[SOAL DIKERJAKAN]:
**a)** Untuk setiap pernyataan di bawah ini, jawab ya atau tidak apakah pernyataan itu sesuai dengan teks tentang dispensasi kawin, lalu kutip persis kata-kata teks yang menentukan jawabannya. (i) Dalam wali adhol, anaklah yang mengajukan permohonan ke pengadilan. (ii) Menurut UU Perkawinan, batas usia minimal perkawinan untuk laki-laki adalah 21 tahun. (iii) Dalam dispensasi kawin, anak berlawanan dengan orang tua.
**b)** Ulangi kata demi kata bagian teks tentang dispensasi kawin, mulai dari "Kedua masalahnya sangat" sampai dengan "kawin di pegadilan.", kedua batas itu ikut disalin.

Rabu, 19 November 2008

DISPENSASI KAWIN VS WALI ADHOL



Lain dispensasi kawin, lain wali adhol. Jika yang pertama karena anak masih di bawah umur, maka orang tua mengajukan permohonan dispensasi kawin di pengadilan agar anaknya diberi ijin untuk menikah. Sedangkan wali adhol, anak yang memohon ke pengadilan untuk menetapkan wali hakim sebagai walinya, karena orang tuanya enggan menikahkan (menjadi wali).

Kedua masalahnya sangat berbeda, tapi obyeknya sama, yaitu pelaksanaan pernikahan, demikian juga subyeknya yaitu orang tua dan anak. Hanya kemudian kedudukannya berbeda. Dalam dispensasi kawin, anak dan orang tua bersatu untuk menuju ke jenjang pernikahan, sedangkan wali adhol. anak "berlawanan" dengan orang tua untuk menuju pernikahan.

PENYEBAB DISPENSASI KAWIN
Sebagaimana diatur di UU Perkawinan, batas usia minimal perkawinan, untuk wanita 16 tahun, dan untuk laki-laki 19 tahun. Jika hendak melaksanakan perkawinan di bawah usia tersebut, maka engajukan dispensasi kawin di pegadilan.

Tentu pembuat UU sudah mengkaji lebih jauh tentang penentuan batas minimal umur tersebut, baik secara sosial, mental dan kesehatan. Walau kemudian saat ini ada arus pendapat untuk lebih menambah umur batas minimal, dari 16 tahun menjadi 19 tahun untuk wanita dan dari 19 tahun menjadi 21 tahun untuk laki-laki.

[DATA TERSIMPAN]:
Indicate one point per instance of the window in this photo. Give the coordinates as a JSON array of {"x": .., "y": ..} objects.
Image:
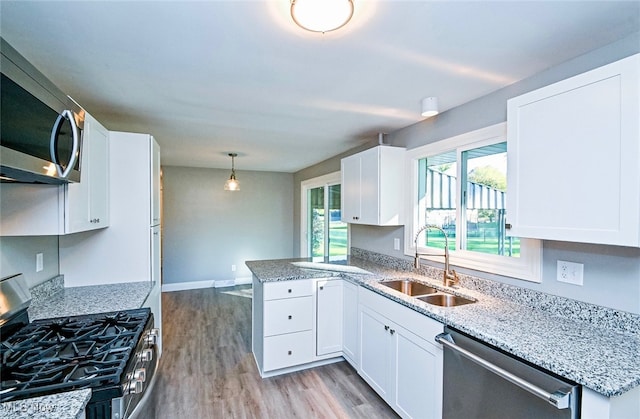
[
  {"x": 460, "y": 186},
  {"x": 323, "y": 232}
]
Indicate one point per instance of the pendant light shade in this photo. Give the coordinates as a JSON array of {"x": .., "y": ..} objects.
[
  {"x": 232, "y": 184},
  {"x": 321, "y": 15}
]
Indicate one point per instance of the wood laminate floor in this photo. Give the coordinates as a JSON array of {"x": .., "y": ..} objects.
[{"x": 207, "y": 369}]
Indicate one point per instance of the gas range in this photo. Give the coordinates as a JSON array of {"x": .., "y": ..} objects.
[{"x": 113, "y": 354}]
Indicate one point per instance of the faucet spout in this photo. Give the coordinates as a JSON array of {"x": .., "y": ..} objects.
[{"x": 450, "y": 277}]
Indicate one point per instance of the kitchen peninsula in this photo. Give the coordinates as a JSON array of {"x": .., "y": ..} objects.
[{"x": 593, "y": 346}]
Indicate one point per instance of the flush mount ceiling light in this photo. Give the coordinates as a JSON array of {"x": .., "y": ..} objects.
[
  {"x": 232, "y": 183},
  {"x": 430, "y": 106},
  {"x": 321, "y": 15}
]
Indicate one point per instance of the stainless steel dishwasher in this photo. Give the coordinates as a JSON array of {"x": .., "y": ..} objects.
[{"x": 483, "y": 382}]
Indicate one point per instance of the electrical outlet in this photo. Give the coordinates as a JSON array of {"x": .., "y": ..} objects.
[
  {"x": 39, "y": 262},
  {"x": 570, "y": 272}
]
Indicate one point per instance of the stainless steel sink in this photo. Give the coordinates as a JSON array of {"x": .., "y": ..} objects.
[
  {"x": 409, "y": 287},
  {"x": 445, "y": 300}
]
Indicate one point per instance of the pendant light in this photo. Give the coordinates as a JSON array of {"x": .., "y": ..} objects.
[
  {"x": 321, "y": 15},
  {"x": 232, "y": 183}
]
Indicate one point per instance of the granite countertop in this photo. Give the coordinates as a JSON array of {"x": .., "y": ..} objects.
[
  {"x": 58, "y": 301},
  {"x": 68, "y": 405},
  {"x": 91, "y": 299},
  {"x": 600, "y": 357}
]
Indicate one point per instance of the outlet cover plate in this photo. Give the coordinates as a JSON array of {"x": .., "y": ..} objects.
[{"x": 570, "y": 272}]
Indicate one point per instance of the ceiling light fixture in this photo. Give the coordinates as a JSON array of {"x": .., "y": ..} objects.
[
  {"x": 321, "y": 15},
  {"x": 430, "y": 107},
  {"x": 232, "y": 183}
]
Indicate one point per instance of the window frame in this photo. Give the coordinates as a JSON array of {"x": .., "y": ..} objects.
[{"x": 526, "y": 267}]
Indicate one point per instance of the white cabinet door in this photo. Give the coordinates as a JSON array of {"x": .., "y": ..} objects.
[
  {"x": 372, "y": 186},
  {"x": 418, "y": 376},
  {"x": 573, "y": 152},
  {"x": 155, "y": 183},
  {"x": 403, "y": 364},
  {"x": 375, "y": 355},
  {"x": 329, "y": 316},
  {"x": 350, "y": 189},
  {"x": 350, "y": 323},
  {"x": 154, "y": 302},
  {"x": 40, "y": 210},
  {"x": 156, "y": 254},
  {"x": 288, "y": 315}
]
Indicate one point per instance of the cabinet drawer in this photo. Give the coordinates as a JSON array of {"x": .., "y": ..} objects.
[
  {"x": 287, "y": 316},
  {"x": 288, "y": 350},
  {"x": 288, "y": 289}
]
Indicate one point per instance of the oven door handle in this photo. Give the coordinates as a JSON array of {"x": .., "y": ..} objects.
[{"x": 561, "y": 398}]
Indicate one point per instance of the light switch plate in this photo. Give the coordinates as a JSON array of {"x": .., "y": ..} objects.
[{"x": 570, "y": 272}]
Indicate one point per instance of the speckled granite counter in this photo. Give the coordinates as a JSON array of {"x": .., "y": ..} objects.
[
  {"x": 51, "y": 300},
  {"x": 593, "y": 346},
  {"x": 68, "y": 405},
  {"x": 91, "y": 299}
]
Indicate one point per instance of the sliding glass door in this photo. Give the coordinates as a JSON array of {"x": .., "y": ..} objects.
[{"x": 324, "y": 235}]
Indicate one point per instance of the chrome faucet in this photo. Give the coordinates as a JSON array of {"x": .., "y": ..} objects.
[{"x": 450, "y": 275}]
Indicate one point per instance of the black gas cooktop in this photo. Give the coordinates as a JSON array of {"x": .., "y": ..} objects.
[{"x": 70, "y": 353}]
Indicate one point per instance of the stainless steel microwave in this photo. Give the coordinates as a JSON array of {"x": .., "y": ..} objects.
[{"x": 40, "y": 127}]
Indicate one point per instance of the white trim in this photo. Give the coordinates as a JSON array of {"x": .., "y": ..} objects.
[
  {"x": 528, "y": 266},
  {"x": 195, "y": 285},
  {"x": 329, "y": 179},
  {"x": 182, "y": 286},
  {"x": 233, "y": 282}
]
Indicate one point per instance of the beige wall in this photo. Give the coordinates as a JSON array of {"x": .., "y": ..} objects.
[{"x": 207, "y": 229}]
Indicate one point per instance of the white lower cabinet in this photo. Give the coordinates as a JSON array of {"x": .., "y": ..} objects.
[
  {"x": 329, "y": 294},
  {"x": 350, "y": 346},
  {"x": 287, "y": 350},
  {"x": 403, "y": 364},
  {"x": 296, "y": 324},
  {"x": 154, "y": 302}
]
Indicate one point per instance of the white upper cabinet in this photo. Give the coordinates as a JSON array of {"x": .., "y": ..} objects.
[
  {"x": 87, "y": 202},
  {"x": 372, "y": 186},
  {"x": 573, "y": 153},
  {"x": 155, "y": 183},
  {"x": 42, "y": 210}
]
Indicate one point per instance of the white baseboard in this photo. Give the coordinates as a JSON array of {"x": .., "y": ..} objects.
[
  {"x": 194, "y": 285},
  {"x": 182, "y": 286},
  {"x": 233, "y": 282}
]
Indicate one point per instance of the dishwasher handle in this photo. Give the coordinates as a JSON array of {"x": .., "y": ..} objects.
[{"x": 561, "y": 398}]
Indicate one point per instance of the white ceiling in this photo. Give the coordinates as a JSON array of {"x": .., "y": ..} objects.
[{"x": 211, "y": 77}]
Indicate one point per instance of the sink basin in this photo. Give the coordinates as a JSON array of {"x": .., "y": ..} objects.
[
  {"x": 445, "y": 300},
  {"x": 409, "y": 287}
]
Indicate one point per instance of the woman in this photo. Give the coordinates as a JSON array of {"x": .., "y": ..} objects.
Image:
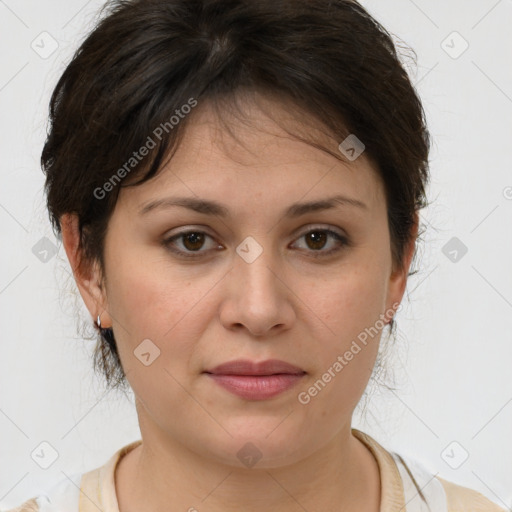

[JAWABAN BERURUTAN]:
**a)**
(i) Ya: "anak yang memohon ke pengadilan untuk menetapkan wali hakim sebagai walinya"
(ii) Tidak: "untuk laki-laki 19 tahun"
(iii) Tidak: "anak dan orang tua bersatu untuk menuju ke jenjang pernikahan"

**b)**
Kedua masalahnya sangat berbeda, tapi obyeknya sama, yaitu pelaksanaan pernikahan, demikian juga subyeknya yaitu orang tua dan anak. Hanya kemudian kedudukannya berbeda. Dalam dispensasi kawin, anak dan orang tua bersatu untuk menuju ke jenjang pernikahan, sedangkan wali adhol. anak "berlawanan" dengan orang tua untuk menuju pernikahan.

PENYEBAB DISPENSASI KAWIN
Sebagaimana diatur di UU Perkawinan, batas usia minimal perkawinan, untuk wanita 16 tahun, dan untuk laki-laki 19 tahun. Jika hendak melaksanakan perkawinan di bawah usia tersebut, maka engajukan dispensasi kawin di pegadilan.